◆ Task statement ◆
Carry on the guide to building a machine maintenance schedule in Google Sheets, starting right after the step that opens a blank spreadsheet.

◆ Quoted passage ◆
* * * *

Use Google Sheets' AI to Build a Machine Maintenance Schedule
What This Does
Google Sheets' AI helps you build a visual maintenance schedule that automatically highlights overdue tasks in red — so you never miss a lubrication cycle, cleaning interval, or adjustment check again.
Before You Start
- You have a Google account (free at google.com)
- You know which machines you're responsible for
- You have a rough idea of how often each maintenance task should happen (daily, weekly, monthly)
Steps
1. Open a new Google Sheet
Go to sheets.google.com → click + to open a blank spreadsheet.

* * * *

◆ Provided data ◆
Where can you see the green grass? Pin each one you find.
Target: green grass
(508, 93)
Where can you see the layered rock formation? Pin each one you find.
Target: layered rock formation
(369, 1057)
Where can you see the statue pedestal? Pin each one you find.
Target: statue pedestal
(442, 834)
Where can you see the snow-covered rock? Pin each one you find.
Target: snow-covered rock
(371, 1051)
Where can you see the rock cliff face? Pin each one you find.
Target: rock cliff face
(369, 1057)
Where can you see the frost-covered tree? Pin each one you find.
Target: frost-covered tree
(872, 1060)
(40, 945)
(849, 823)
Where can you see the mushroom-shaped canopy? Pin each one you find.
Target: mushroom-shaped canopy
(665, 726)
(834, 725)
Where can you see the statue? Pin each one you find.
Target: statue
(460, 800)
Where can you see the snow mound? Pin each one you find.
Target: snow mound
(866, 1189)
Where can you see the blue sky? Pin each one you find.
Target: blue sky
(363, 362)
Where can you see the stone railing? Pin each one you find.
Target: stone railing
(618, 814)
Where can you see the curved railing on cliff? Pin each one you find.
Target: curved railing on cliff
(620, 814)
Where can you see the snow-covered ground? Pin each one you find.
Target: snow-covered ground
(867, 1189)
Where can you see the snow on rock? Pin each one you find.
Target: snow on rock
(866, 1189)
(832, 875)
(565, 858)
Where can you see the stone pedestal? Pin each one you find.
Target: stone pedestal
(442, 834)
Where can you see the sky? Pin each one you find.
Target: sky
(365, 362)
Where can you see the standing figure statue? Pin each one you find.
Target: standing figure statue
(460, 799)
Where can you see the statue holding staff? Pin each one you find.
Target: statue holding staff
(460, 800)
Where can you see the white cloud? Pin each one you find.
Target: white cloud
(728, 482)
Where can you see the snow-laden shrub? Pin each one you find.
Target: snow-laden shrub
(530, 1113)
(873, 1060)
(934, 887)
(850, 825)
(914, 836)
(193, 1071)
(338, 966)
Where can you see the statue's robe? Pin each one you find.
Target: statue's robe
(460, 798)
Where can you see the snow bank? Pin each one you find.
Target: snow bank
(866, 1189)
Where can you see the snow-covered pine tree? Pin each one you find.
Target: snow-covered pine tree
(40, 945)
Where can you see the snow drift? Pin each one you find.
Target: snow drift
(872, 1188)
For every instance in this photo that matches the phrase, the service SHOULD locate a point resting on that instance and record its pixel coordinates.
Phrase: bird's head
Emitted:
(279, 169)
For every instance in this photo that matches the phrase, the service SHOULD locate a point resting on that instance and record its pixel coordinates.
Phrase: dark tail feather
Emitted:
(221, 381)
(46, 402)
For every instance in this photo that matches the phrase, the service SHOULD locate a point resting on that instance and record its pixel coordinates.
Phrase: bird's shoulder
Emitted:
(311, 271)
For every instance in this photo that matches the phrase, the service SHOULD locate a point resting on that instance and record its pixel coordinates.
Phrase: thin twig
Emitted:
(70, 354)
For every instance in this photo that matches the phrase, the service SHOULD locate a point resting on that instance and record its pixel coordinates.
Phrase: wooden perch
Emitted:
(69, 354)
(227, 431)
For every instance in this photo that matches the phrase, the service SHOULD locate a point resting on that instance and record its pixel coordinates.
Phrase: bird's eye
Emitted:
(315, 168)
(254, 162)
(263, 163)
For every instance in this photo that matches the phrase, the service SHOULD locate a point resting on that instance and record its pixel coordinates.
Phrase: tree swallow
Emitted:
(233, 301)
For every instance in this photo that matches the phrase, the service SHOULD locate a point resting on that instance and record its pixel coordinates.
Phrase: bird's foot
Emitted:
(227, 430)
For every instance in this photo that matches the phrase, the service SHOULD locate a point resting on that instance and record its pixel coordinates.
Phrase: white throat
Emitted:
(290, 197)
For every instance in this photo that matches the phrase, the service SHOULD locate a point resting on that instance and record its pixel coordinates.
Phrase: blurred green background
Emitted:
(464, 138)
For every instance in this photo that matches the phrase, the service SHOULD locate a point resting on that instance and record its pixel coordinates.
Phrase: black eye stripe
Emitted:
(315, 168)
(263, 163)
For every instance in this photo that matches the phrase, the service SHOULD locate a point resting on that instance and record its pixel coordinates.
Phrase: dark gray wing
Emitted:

* * * *

◆ Answer to the exercise ◆
2. Set up your maintenance log headers
In row 1, type these column headers:
- A1: Machine
- B1: Task
- C1: Frequency
- D1: Last Done
- E1: Due Date
- F1: Status
3. Fill in your machines and tasks
Starting in row 2, list each maintenance task per machine. Example:
- Machine 1 | Clean bobbin holders | Daily | 3/24/2026
- Machine 1 | Check tension springs | Weekly | 3/18/2026
- Machine 2 | Lubricate spindles | Weekly | 3/20/2026
4. Use Gemini to create a Due Date formula
Click cell E2. In the Gemini sidebar (star icon on the right), type: "Create a formula that adds 7 days to the date in D2 if C2 says 'Weekly', 1 day if it says 'Daily', and 30 days if it says 'Monthly'."
Accept the formula. Then copy it down to all rows in column E.
What you should see: Due dates automatically appear based on your frequency settings.
5. Add color-coded status with conditional formatting
Click on column F (Status). Ask Gemini in the sidebar: "Add a formula to column F that says 'OVERDUE' if today is past the date in column E, 'DUE TODAY' if today equals column E, and 'OK' otherwise."
Then highlight column F → click Format → Conditional formatting:
- If cell contains "OVERDUE" → fill red
- If cell contains "DUE TODAY" → fill yellow
- If cell contains "OK" → fill green
What you should see: A color-coded maintenance tracker that updates every day.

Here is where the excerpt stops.